__REQUEST__: Copy every line of the listing below word for word, leaving out the pictures.

***** RECORDS PROVIDED *****

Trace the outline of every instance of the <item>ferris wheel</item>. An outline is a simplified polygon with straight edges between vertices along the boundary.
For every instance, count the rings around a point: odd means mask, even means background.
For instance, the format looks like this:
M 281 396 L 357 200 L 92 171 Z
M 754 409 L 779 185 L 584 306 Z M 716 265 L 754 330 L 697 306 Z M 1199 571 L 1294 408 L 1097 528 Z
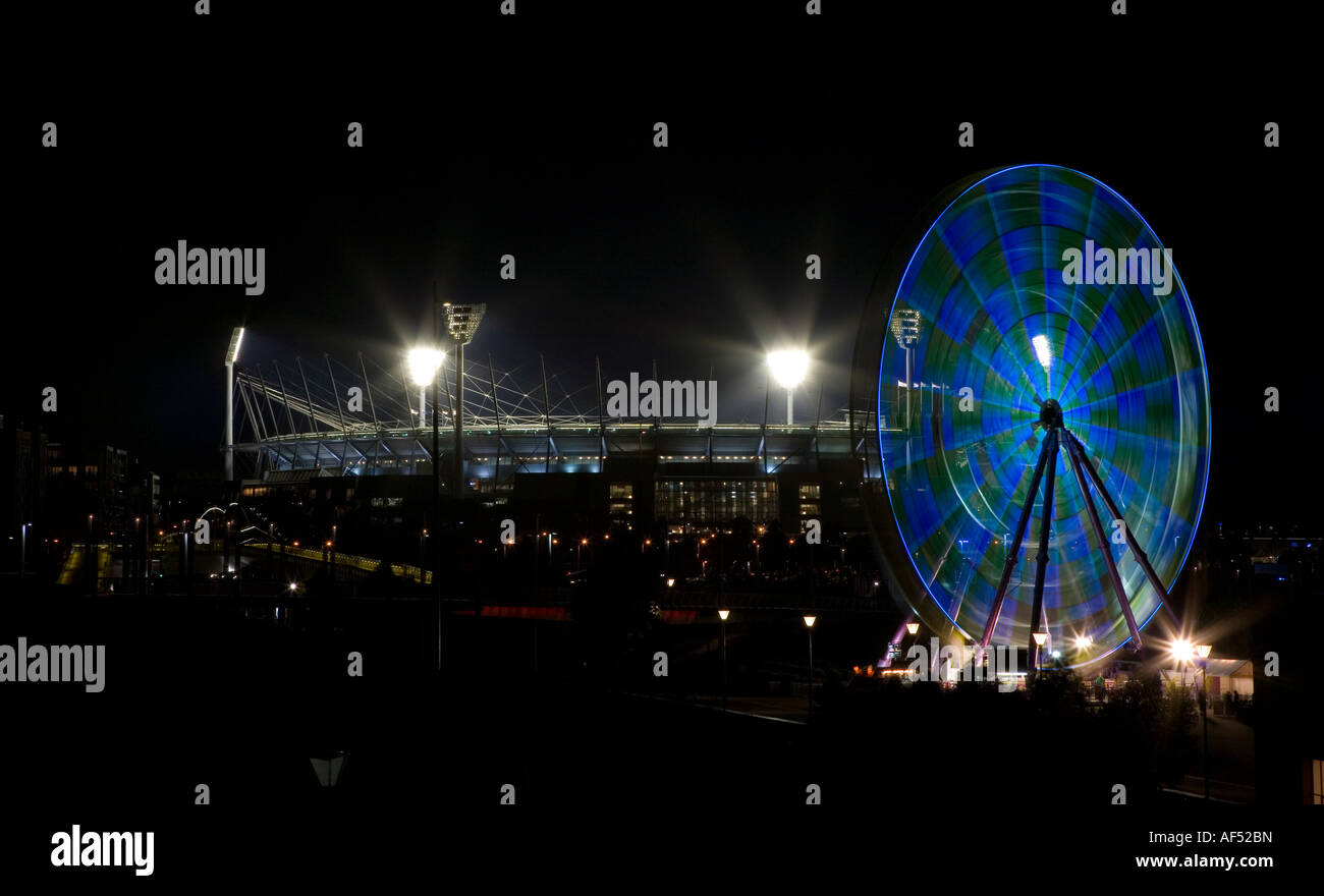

*****

__EXPECTED OUTPUT__:
Trace the outline of every instance of the <item>ferris wheel</item>. An outline is a simplified polygon with straight edges between vertices along the boundary.
For every instance, count the rings around a point: odd means mask, even means background.
For instance, the format looks like this:
M 281 396 L 357 200 L 92 171 Z
M 754 409 L 779 185 L 584 306 Z M 716 265 L 754 330 L 697 306 Z M 1199 571 L 1294 408 L 1097 528 Z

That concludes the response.